▸ PROBLEM
Render only the lines of the entries starting at the line that contains "locate the gray" and ending at the line that contains "xmin=5 ymin=321 xmax=600 ymax=363", both included, as a Markdown table with columns Row and Line. Number each line in Row and leave out blank lines.

▸ INPUT RECORDS

▼

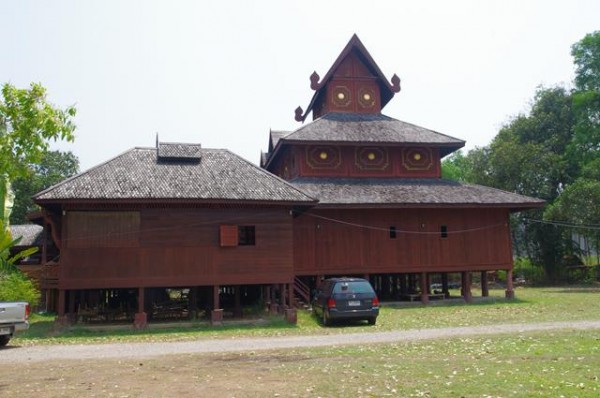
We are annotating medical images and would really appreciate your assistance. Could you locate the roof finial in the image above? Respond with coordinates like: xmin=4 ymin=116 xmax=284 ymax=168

▲
▼

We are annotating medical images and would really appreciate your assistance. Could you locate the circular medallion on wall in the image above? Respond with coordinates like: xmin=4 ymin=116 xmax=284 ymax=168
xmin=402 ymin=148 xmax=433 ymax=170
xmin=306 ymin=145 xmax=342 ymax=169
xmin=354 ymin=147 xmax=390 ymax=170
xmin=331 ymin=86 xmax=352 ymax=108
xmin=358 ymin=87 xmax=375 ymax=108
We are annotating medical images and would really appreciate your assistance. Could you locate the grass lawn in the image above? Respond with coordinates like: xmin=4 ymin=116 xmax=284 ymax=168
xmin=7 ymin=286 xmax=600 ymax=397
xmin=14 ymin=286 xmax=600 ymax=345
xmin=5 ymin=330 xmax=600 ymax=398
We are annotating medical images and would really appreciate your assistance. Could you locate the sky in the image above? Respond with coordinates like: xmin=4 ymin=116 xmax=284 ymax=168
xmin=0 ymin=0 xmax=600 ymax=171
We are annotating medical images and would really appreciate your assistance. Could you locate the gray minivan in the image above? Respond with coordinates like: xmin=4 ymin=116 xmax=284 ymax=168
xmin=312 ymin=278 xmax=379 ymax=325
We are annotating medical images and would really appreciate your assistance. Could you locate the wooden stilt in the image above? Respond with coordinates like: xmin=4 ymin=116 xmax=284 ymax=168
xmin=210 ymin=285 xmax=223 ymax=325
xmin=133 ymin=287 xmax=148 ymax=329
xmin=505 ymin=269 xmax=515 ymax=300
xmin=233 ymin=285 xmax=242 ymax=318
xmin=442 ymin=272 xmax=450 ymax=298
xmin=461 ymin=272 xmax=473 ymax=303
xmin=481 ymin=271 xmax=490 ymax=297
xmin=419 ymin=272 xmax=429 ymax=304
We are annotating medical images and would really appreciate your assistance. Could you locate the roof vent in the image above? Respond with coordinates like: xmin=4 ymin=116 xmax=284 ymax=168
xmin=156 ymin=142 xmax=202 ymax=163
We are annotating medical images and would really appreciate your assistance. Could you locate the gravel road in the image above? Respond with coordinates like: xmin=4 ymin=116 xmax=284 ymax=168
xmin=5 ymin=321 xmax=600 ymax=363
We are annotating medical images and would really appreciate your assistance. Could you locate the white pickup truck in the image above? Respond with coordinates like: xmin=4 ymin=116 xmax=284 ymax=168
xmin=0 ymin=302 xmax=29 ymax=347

▲
▼

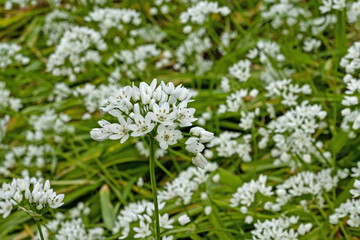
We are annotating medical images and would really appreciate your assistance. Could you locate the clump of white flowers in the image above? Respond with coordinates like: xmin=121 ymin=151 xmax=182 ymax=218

▲

▸ WRITTEN ANSWER
| Row | Line |
|---|---|
| 1 | We are annotating medical images and would really appreciate your assistance. Could you locate the gray minivan in the image above? Respond with coordinates like: xmin=4 ymin=116 xmax=284 ymax=168 |
| 2 | xmin=312 ymin=278 xmax=379 ymax=325 |
| 3 | We are annotating medical images and would really appreciate your assistance. Could you locate the wooden stilt in the image above? Respond with coordinates like: xmin=4 ymin=116 xmax=284 ymax=168 |
| 4 | xmin=210 ymin=285 xmax=223 ymax=325 |
| 5 | xmin=133 ymin=287 xmax=148 ymax=329 |
| 6 | xmin=505 ymin=269 xmax=515 ymax=300 |
| 7 | xmin=233 ymin=285 xmax=242 ymax=318 |
| 8 | xmin=442 ymin=272 xmax=450 ymax=298 |
| 9 | xmin=461 ymin=272 xmax=473 ymax=303 |
| 10 | xmin=481 ymin=271 xmax=490 ymax=297 |
| 11 | xmin=419 ymin=272 xmax=429 ymax=304 |
| 12 | We are annotating medical images and would really appreciate your assistance. Could you locate the roof vent in the image above? Respond with coordinates like: xmin=4 ymin=116 xmax=284 ymax=168 |
| 13 | xmin=156 ymin=142 xmax=202 ymax=163 |
| 14 | We are annotating medical images and would really appreciate your assistance. Could you locate the gravel road in the image above? Respond with coordinates like: xmin=4 ymin=116 xmax=284 ymax=168 |
| 15 | xmin=5 ymin=321 xmax=600 ymax=363 |